§ Exercise material
- - - - - - -

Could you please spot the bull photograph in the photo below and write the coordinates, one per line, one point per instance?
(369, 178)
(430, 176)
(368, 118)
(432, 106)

- - - - - - -

§ Stated goal
Reproduce the lines above word for word, keeping every one as it appears.

§ Result of this exercise
Could you please spot the bull photograph in the photo below and write the coordinates, one per line, one point per instance?
(369, 178)
(430, 176)
(368, 118)
(432, 106)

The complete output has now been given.